# [What to do]
Make an exact copy of the whole listing, but leave its pictures out.

# [Data extracts]

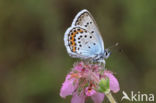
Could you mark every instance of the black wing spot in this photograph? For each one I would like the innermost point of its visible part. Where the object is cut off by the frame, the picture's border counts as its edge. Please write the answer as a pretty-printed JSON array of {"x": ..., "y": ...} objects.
[{"x": 92, "y": 32}]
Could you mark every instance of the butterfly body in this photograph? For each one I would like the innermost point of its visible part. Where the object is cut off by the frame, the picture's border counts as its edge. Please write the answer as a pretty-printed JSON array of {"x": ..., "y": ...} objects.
[{"x": 83, "y": 39}]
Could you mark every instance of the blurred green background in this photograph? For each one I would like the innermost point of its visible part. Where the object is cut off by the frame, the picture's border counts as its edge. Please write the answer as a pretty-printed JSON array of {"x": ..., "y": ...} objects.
[{"x": 33, "y": 58}]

# [Finished task]
Could you mark every instance of the black wing spot in this photograph? For each one I would like the innermost point of its visible part. Where the object is cut off by the frame, the picture's border counts as its edge. Please write the answer as a pretty-printed JSON array of {"x": ..., "y": ...} objects.
[{"x": 92, "y": 32}]
Could you mark every instance of the butterfly body in this photograph? For each one I would like the innermost point of its visible part. Where the object is cut off by the frame, the picture's border counts as its edge. Please write the answer as a pretty-printed JSON array of {"x": ..., "y": ...} objects.
[{"x": 83, "y": 39}]
Could you mark every instance of the blurred green background in this photograph? For each one I would like the innermost point of its visible part. Where the object is cut off by the frame, the picture's border counts as its edge. Please write the answer as a pretty-printed JSON array of {"x": ..., "y": ...} objects.
[{"x": 33, "y": 58}]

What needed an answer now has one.